QUOTED PASSAGE -
2 At 9.25 PM of 28.06.2007 on DD No. 31-A (Ex.PW-19/A) was

recorded in the local police station Saraswati Vihar which information

had been conveyed by Savitri Devi (PW-4) (who in turn had been

informed by Har Devi-PW-5 landlady of the deceased) and which was

to the effect that her tenant Sita Devi had been murdered. This call had

been made from the PCO of Mukesh Kumar Mishra (PW-3).

3 Rukka was received by SI Braham Prakash (PW-13A) pursuant

to which the FIR (Ex.PW-13/A) was registered under Section 302 of the

Indian Penal Code (IPC).

4 Inspector Dharambir Singh (PW-19), SI R.K. Mann (PW-16)

along with constable Ratipal (PW-9) reached the spot. The matrimonial

home of the victim and the appellant was on the second floor of the

house. The dead body of the victim was found lying on the floor; two

sharp wound injuries were noted between the breast and the abdomen;

blood was lying scattered on the clothes, bed-sheets and pillow. Pieces

of broken bangles were also lying near the dead body.

5 Crime team was summoned. SI Matadin (PW-6) along with

photographer constable Dalbir Singh (PW-10) reached the spot; 17

photographs were taken of the scene of crime of which one negative was

washed out ; 16 positives were proved as Ex.PW10/1 to Ex.PW10/16

and the 17 negatives were proved as Ex.PW-10/17 to Ex.PW10/33.

Crime team report (Ex.PW-6/A) was prepared.

6 Exhibits were lifted from the spot which were taken into

possession vide seizure memo Ex.PW-16/A. Scaled site plan Ex.PW-

7/A was prepared by SI Manohar Lal (PW-7); the rough site plan

initially prepared by the IO was proved as Ex.PW-20/C.

PROBLEM A -
Answer these questions from the case excerpt:
(i) From whose PCO was the call made?
(ii) Under which section of the Indian Penal Code was the FIR registered?
(iii) Who prepared the scaled site plan Ex.PW-7/A?
PROBLEM B - Copy out the part of the case excerpt that opens with the words "of broken bangles" and closes with "Ex.PW-10/17 to Ex.PW10/33.", renaming "photographs" to "pictures".

DATA -
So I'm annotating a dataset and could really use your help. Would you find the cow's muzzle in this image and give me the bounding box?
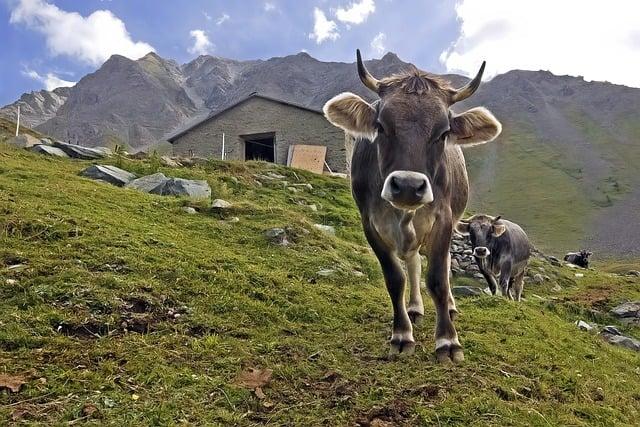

CORRECT ANSWER A -
(i) Mukesh Kumar Mishra (PW-3)
(ii) Section 302
(iii) SI Manohar Lal (PW-7)

CORRECT ANSWER B -
of broken bangles were also lying near the dead body.

5 Crime team was summoned. SI Matadin (PW-6) along with

photographer constable Dalbir Singh (PW-10) reached the spot; 17

pictures were taken of the scene of crime of which one negative was

washed out ; 16 positives were proved as Ex.PW10/1 to Ex.PW10/16

and the 17 negatives were proved as Ex.PW-10/17 to Ex.PW10/33.